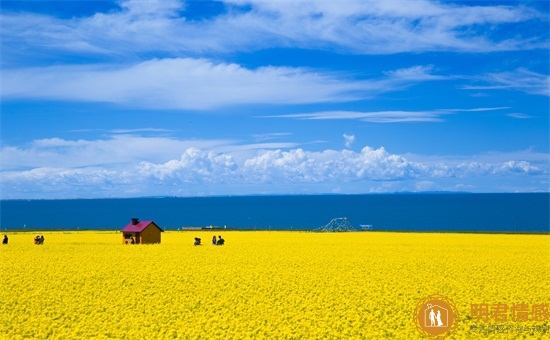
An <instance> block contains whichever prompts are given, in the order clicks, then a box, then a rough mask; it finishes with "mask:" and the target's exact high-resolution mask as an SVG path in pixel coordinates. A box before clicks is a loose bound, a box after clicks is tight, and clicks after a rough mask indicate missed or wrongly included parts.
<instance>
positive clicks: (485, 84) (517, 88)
mask: <svg viewBox="0 0 550 340" xmlns="http://www.w3.org/2000/svg"><path fill="white" fill-rule="evenodd" d="M474 80H475V81H479V82H482V83H485V85H467V86H464V87H463V88H464V89H466V90H516V91H521V92H525V93H530V94H537V95H543V96H550V76H548V75H544V74H540V73H536V72H532V71H529V70H526V69H523V68H519V69H516V70H514V71H510V72H499V73H488V74H484V75H481V76H479V77H476V78H474Z"/></svg>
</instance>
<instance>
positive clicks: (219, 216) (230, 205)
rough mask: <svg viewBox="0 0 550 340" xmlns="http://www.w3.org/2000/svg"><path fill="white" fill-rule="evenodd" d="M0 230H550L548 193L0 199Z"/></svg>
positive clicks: (548, 231)
mask: <svg viewBox="0 0 550 340" xmlns="http://www.w3.org/2000/svg"><path fill="white" fill-rule="evenodd" d="M0 217H1V218H0V229H2V230H10V229H44V230H48V229H98V230H99V229H114V230H118V229H121V228H123V227H124V226H125V225H126V224H127V223H128V222H129V221H130V218H132V217H138V218H140V219H141V220H153V221H155V223H157V224H158V225H159V226H160V227H161V228H164V229H166V230H174V229H179V228H181V227H204V226H209V225H213V226H220V227H223V226H227V228H234V229H257V230H266V229H289V230H290V229H292V230H299V229H300V230H311V229H315V228H319V227H321V226H323V225H325V224H327V223H328V222H329V221H330V220H331V219H333V218H337V217H346V218H347V219H348V220H349V221H350V223H351V224H352V225H353V226H354V227H356V228H359V225H362V224H371V225H372V226H373V229H375V230H406V231H475V232H546V233H548V232H550V222H549V220H550V194H549V193H527V194H466V193H464V194H463V193H460V194H451V193H449V194H447V193H437V194H373V195H314V196H237V197H194V198H173V197H170V198H130V199H71V200H1V201H0Z"/></svg>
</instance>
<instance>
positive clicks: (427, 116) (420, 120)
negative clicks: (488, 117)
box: [264, 107, 507, 123]
mask: <svg viewBox="0 0 550 340" xmlns="http://www.w3.org/2000/svg"><path fill="white" fill-rule="evenodd" d="M503 109H507V108H506V107H494V108H475V109H437V110H431V111H376V112H360V111H320V112H311V113H294V114H286V115H278V116H264V118H292V119H304V120H326V119H354V120H361V121H365V122H371V123H404V122H441V121H443V118H442V117H443V116H445V115H449V114H456V113H460V112H478V111H495V110H503Z"/></svg>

• _Activity_
Using the data above, extract exactly the lines from the one that holds "positive clicks: (485, 84) (517, 88)" to the one that holds "rough mask: <svg", both ends included, and no others.

• _Solution for this problem_
positive clicks: (485, 84) (517, 88)
mask: <svg viewBox="0 0 550 340" xmlns="http://www.w3.org/2000/svg"><path fill="white" fill-rule="evenodd" d="M474 80H475V81H479V82H482V83H485V85H467V86H464V87H463V88H464V89H466V90H516V91H521V92H525V93H530V94H537V95H543V96H550V76H548V75H544V74H540V73H536V72H532V71H529V70H526V69H523V68H519V69H516V70H514V71H510V72H499V73H488V74H484V75H481V76H479V77H476V78H474Z"/></svg>
</instance>
<instance>
positive clicks: (219, 216) (230, 205)
rough mask: <svg viewBox="0 0 550 340" xmlns="http://www.w3.org/2000/svg"><path fill="white" fill-rule="evenodd" d="M0 230H550L548 193L0 199Z"/></svg>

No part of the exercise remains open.